--- WORK TO COMPLETE ---
Starting with the first line of the data that follows, transcribe every line verbatim until the line containing "Target: green jacket" has been transcribed.

========

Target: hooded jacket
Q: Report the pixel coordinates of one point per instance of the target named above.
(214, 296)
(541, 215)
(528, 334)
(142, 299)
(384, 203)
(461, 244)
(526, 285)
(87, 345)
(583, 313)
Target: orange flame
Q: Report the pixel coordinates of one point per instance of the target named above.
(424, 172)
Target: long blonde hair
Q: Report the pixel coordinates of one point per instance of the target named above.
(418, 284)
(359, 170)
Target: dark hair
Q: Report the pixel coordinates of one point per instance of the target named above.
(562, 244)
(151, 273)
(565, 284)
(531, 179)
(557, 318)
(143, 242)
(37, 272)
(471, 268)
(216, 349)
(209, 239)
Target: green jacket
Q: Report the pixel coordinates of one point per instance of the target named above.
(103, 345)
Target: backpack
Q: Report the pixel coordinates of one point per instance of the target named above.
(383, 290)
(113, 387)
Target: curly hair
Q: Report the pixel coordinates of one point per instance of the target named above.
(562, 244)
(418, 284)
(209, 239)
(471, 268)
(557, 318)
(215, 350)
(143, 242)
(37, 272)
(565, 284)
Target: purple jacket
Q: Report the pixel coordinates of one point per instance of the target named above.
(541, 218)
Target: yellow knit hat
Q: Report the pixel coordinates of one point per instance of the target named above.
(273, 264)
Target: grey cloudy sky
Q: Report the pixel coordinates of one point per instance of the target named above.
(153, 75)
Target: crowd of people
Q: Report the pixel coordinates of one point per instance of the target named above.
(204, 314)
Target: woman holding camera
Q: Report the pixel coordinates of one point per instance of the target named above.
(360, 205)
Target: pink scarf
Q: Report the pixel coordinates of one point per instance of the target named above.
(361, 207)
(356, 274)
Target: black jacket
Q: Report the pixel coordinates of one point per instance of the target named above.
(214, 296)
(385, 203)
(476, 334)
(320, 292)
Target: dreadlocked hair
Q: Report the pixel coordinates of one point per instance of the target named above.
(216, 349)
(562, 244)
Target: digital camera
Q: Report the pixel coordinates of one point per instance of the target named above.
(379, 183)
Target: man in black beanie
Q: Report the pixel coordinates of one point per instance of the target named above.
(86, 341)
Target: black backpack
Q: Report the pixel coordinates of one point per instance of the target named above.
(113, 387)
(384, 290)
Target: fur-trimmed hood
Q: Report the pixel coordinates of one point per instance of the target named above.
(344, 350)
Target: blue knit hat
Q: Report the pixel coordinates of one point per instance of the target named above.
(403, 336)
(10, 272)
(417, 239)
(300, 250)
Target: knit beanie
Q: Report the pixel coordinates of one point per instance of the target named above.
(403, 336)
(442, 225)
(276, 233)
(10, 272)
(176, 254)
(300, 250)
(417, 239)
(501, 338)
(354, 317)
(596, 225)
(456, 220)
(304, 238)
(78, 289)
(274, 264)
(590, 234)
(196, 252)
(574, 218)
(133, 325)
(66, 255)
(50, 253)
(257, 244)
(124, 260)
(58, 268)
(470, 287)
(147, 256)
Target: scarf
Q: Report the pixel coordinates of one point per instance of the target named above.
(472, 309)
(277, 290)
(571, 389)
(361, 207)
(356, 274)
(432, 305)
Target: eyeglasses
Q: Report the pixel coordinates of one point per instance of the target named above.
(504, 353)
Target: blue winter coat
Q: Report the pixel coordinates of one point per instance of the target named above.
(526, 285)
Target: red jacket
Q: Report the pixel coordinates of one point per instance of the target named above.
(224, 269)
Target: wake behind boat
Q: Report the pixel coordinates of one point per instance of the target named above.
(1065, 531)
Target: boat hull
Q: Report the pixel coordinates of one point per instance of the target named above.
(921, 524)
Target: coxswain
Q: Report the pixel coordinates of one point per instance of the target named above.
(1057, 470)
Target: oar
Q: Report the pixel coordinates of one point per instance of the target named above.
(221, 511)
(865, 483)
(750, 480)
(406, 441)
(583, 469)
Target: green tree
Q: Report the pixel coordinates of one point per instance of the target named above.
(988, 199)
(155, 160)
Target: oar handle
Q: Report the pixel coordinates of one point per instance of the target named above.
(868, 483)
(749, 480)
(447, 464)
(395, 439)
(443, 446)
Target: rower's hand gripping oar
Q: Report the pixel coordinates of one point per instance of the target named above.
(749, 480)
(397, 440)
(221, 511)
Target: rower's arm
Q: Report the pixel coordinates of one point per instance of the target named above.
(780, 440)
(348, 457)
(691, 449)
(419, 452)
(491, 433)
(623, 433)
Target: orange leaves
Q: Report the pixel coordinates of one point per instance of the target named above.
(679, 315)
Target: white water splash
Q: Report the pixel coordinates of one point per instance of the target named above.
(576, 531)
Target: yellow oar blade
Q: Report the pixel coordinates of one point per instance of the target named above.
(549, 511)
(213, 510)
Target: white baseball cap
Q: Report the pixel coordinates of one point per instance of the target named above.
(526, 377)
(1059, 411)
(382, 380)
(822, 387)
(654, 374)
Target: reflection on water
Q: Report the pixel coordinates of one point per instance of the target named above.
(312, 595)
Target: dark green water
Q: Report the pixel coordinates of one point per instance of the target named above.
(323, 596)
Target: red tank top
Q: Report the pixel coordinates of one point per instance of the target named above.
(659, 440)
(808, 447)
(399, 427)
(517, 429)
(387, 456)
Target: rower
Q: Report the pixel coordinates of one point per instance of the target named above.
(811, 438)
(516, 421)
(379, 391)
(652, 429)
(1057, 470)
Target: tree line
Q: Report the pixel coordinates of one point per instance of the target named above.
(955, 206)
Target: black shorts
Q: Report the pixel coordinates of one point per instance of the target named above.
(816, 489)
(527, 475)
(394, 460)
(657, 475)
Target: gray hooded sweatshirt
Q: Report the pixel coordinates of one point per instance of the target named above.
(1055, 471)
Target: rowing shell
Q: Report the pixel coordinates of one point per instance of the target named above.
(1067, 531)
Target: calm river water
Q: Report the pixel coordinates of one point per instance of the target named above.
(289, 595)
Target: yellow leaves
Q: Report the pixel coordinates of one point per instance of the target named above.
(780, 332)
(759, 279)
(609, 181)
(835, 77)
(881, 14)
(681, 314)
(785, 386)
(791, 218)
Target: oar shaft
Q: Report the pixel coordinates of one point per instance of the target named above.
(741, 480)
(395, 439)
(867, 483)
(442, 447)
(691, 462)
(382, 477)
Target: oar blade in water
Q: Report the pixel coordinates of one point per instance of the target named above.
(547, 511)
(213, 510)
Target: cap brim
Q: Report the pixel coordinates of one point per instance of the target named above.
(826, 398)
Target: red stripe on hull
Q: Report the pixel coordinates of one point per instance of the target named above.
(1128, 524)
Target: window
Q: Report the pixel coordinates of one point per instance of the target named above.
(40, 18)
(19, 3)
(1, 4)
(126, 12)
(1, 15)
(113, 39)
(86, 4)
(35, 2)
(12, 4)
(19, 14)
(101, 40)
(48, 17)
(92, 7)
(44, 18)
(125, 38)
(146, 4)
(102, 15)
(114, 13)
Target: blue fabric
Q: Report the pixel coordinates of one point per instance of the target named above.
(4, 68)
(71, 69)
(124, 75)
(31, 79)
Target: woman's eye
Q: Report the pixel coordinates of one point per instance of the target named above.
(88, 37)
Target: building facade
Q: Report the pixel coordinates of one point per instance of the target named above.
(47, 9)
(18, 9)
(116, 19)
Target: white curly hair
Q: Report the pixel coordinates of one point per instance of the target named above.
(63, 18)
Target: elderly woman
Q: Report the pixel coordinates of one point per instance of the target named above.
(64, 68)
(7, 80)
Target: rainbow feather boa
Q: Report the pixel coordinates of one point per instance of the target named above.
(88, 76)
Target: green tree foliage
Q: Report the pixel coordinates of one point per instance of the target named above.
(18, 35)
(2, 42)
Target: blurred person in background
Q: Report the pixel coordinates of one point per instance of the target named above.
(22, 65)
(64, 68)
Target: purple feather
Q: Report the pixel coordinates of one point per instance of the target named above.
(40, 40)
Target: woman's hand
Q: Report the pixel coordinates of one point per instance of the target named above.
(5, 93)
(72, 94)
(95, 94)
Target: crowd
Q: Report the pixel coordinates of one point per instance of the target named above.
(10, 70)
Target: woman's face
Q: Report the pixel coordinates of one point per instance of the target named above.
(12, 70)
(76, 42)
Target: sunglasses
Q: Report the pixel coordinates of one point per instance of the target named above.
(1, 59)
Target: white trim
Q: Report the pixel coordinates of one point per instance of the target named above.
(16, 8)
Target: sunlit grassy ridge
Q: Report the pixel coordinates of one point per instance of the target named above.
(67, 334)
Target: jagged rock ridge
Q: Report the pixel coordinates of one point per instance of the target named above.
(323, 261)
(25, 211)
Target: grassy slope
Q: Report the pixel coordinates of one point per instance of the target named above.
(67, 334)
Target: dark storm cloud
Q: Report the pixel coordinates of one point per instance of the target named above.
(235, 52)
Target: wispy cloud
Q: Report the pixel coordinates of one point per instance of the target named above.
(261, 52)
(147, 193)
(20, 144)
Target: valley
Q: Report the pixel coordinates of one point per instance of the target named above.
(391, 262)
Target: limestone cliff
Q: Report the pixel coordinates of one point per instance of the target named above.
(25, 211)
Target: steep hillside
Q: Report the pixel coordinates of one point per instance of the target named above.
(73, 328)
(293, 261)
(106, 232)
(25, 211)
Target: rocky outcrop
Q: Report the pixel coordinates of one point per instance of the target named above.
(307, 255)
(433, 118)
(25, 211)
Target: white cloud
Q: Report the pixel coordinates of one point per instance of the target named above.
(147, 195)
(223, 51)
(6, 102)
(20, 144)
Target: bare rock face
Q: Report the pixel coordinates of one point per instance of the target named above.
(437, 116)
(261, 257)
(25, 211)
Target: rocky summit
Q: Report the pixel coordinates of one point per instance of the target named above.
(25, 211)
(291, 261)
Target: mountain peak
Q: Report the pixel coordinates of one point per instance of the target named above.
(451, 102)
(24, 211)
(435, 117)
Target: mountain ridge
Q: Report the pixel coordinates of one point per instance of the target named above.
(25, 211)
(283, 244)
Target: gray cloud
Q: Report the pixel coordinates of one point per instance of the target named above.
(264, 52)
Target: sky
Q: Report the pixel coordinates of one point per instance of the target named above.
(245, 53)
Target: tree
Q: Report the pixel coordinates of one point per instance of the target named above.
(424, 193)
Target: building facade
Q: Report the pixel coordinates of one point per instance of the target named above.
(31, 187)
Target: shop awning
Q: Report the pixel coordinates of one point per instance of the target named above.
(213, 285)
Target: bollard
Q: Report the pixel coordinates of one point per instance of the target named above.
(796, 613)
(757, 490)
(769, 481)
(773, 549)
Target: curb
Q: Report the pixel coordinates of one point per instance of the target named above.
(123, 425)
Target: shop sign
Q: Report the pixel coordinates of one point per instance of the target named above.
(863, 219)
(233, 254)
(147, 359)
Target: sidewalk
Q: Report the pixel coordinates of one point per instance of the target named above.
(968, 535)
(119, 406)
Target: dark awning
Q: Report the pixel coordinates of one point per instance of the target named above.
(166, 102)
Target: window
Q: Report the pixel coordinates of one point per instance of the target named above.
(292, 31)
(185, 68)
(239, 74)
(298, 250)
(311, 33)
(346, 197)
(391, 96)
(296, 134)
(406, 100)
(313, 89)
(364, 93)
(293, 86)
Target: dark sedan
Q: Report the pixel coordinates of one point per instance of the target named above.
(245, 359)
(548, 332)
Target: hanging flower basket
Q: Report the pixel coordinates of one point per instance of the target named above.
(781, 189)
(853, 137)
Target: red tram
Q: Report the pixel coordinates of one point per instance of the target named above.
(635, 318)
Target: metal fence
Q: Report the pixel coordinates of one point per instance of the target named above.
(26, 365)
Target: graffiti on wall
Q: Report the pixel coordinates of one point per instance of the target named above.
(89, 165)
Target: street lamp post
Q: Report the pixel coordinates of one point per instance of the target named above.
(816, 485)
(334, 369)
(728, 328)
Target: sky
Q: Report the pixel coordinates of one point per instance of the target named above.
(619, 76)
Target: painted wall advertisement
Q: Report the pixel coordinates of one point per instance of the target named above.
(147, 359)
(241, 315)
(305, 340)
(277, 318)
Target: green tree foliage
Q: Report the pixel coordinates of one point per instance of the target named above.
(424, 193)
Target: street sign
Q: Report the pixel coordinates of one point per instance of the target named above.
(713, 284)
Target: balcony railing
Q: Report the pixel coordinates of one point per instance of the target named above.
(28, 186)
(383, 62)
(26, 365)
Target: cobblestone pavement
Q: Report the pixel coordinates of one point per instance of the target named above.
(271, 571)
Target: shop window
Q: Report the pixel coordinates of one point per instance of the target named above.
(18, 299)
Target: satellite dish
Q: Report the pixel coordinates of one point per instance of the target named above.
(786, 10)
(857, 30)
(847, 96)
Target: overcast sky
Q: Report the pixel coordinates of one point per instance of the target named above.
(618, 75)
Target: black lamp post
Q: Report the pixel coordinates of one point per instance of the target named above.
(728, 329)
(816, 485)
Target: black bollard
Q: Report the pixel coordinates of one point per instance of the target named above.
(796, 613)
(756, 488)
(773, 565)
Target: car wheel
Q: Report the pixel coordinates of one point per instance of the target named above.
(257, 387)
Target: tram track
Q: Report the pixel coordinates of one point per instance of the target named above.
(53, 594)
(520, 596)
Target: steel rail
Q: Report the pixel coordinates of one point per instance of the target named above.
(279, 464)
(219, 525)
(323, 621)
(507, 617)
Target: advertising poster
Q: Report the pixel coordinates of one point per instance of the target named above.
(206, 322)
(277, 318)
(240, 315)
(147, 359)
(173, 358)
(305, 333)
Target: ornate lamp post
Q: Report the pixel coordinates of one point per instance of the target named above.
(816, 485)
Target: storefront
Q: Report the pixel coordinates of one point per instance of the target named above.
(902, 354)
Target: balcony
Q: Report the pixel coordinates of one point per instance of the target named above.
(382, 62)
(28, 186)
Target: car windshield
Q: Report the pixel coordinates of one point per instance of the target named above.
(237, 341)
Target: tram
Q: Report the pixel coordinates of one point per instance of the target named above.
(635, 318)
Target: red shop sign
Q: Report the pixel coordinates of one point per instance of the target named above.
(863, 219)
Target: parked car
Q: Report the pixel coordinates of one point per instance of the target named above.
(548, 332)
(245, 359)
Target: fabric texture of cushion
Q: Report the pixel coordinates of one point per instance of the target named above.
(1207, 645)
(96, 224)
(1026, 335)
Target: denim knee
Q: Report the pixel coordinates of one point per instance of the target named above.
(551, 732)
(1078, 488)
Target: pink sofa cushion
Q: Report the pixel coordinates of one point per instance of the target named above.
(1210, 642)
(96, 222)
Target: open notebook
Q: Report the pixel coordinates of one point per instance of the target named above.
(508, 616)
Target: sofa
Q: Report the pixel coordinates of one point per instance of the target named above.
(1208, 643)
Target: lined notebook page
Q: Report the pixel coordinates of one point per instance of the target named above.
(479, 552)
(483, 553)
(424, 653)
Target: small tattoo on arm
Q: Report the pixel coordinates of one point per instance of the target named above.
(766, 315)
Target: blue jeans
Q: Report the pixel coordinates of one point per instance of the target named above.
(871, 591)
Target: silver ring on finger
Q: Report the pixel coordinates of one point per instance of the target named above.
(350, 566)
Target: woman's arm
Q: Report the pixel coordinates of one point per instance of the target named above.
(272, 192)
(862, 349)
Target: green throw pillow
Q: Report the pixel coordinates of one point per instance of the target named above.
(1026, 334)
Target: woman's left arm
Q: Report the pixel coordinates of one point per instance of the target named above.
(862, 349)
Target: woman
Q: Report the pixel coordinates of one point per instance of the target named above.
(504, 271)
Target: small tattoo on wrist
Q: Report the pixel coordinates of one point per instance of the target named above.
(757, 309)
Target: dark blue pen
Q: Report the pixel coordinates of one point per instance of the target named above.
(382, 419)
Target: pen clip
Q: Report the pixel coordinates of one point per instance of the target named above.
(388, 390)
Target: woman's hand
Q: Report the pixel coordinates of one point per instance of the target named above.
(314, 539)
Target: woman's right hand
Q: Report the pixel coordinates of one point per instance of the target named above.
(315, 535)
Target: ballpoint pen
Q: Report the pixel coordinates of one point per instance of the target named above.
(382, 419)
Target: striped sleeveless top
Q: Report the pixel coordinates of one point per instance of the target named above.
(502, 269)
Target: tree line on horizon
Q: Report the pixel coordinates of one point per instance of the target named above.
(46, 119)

========

--- RESPONSE BOX ---
Target: hooded jacket
Q: Report the pixel coordinates of one point per instance of the target named above.
(214, 296)
(541, 215)
(528, 334)
(142, 299)
(384, 203)
(461, 244)
(526, 285)
(87, 345)
(583, 313)
Target: orange flame
Q: Report the pixel coordinates of one point per instance of the target named above.
(424, 172)
Target: long blonde hair
Q: Report the pixel coordinates of one point per instance of the target named above.
(418, 284)
(359, 170)
Target: dark hair
Q: Report the pixel coordinates of one point per instance of the target named above.
(562, 244)
(151, 273)
(565, 284)
(531, 179)
(557, 318)
(143, 242)
(37, 272)
(471, 268)
(216, 349)
(209, 239)
Target: green jacket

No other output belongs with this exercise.